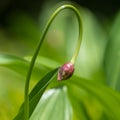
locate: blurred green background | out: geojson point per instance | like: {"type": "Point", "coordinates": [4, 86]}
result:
{"type": "Point", "coordinates": [21, 24]}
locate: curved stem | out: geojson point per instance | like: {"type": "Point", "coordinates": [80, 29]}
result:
{"type": "Point", "coordinates": [67, 6]}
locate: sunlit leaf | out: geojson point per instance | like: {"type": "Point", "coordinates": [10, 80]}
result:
{"type": "Point", "coordinates": [21, 65]}
{"type": "Point", "coordinates": [53, 105]}
{"type": "Point", "coordinates": [36, 93]}
{"type": "Point", "coordinates": [112, 56]}
{"type": "Point", "coordinates": [109, 99]}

## STATED PROBLEM
Format the material above as a numbered list with one line per item. Skip any blank lines and leave the picture out.

## FULL RESPONSE
1. locate: blurred green background | out: geojson point per instance | like: {"type": "Point", "coordinates": [4, 86]}
2. result:
3. {"type": "Point", "coordinates": [21, 24]}
4. locate: curved stem | out: geojson point per instance | like: {"type": "Point", "coordinates": [80, 29]}
5. result:
6. {"type": "Point", "coordinates": [67, 6]}
7. locate: sunlit leaf | out: geojson point per instance | like: {"type": "Point", "coordinates": [10, 80]}
8. result:
9. {"type": "Point", "coordinates": [21, 65]}
10. {"type": "Point", "coordinates": [53, 105]}
11. {"type": "Point", "coordinates": [36, 93]}
12. {"type": "Point", "coordinates": [112, 56]}
13. {"type": "Point", "coordinates": [109, 99]}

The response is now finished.